EXERCISE BRIEF:
Decide whether each statement below agrees with the letter, answering yes or no and quoting the deciding words. 1. The writer spends at least two hours a day on letter writing. 2. The writer believes computers can already compose a personal letter. 3. The increased use of robots in factories has caused a real loss of employment.

TEXT EXTRACT:
START
I am amused by a coincidence which has, with the receipt of your last letter, come about. As you have probably guessed, if I didn’t mention it before, letter writing is one of my main creative interests at the moment, and I can guarantee to spend at least two hours every day following this hobby; although I tend to think of it as being more than merely a hobby, a word which has almost denigrating tones to it. Another of my correspondents wrote with the same worries you expressed: not knowing whether the person on the other side of the pen – as he put it – is a real person or not. I cannot now remember the exact words used to out his mind to rest, and I do not know whether they would have worked or not since my letter to him went out just a few days ago, but they ran along the lines of an old, if the internet has anything old, internet saying that users can be anyone at all, we would never know. On the internet, it is said, no one knows that you are a dog. This is usually accompanied with a cartoon dog sitting at a computer.

We hear a great deal about Artificial Intelligence at the moment, about programming robots and computers which, one day, will take over the tedious, the mundane and, perhaps, the more complex activities in or lives. This talk has been going on for many years – I suspect there were even films about it in the first years of the last century as cinema began to take a hold, and I know for a fact that there were robots, of a nature, in the eighteenth century used to play chess – and there was even a time, in the Eighties, when Margret Thatcher, as prime minister in the United Kingdom, talked about society moving from an industrial nature to a leisure one, and that we should all be planning accordingly. Of course, as can be expected, the calls for change were far too early and generally ignored: there has been more use of robots in factories in the intervening years, but no real loss of employment as a result.

My point, with many words but only one meaning, being that I do not believe we have made it far enough for a computer to emulate or, better, compose a personal letter, bearing in mind both the nature of the individual supposedly writing and the complexities and nuances of the English language. I am assured that I am a real person, from my own proof which I cannot possibly lay out convincingly here. I am also convinced, going on to one of your other points, that I am not a mystery, to me at least. You say that you understand yourself completely, and I would be able to say the same about myself, although I do not believe it to be true. I do not know – I cannot speak for the feelings of anyone else – how I would react to certain situations, how I might answer certain questions which have not yet been posed, how I will react when I read a certain passage in a book which is new to me. I can, of course, bring out all the physical data of appearance, of age, of place of birth and education, career, loves and likes, but they are passing phases in life. They do not tell us who a person is, merely where they have been, what they have done and what might possibly have influenced them. A common sentence used on a certain form of profile that I have seen is: I have made mistakes, but they do not define who I am. Likewise, I have travelled around the world and seen, done, experienced many things during the last (nearly) six decades, and they have influenced me, they do define me, they are a part of me, but I cannot put them all down into words and say, so that someone else will understand: this is me.
END
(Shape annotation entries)
START
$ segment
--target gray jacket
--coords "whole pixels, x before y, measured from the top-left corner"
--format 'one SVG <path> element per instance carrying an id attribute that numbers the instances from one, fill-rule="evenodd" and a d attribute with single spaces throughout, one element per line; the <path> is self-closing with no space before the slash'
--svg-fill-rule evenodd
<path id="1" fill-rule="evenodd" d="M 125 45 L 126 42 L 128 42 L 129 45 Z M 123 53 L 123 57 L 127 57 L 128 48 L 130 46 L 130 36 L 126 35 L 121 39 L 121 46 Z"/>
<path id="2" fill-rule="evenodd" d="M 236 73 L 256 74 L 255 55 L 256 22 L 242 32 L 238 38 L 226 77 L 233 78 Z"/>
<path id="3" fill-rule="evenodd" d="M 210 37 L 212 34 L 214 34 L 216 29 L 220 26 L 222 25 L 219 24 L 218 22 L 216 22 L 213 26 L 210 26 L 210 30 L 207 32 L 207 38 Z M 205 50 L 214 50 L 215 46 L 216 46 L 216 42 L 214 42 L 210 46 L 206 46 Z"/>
END
ANSWER TO THE TASK:
1. Yes: "I can guarantee to spend at least two hours every day following this hobby"
2. No: "I do not believe we have made it far enough for a computer to emulate or, better, compose a personal letter"
3. No: "there has been more use of robots in factories in the intervening years, but no real loss of employment as a result"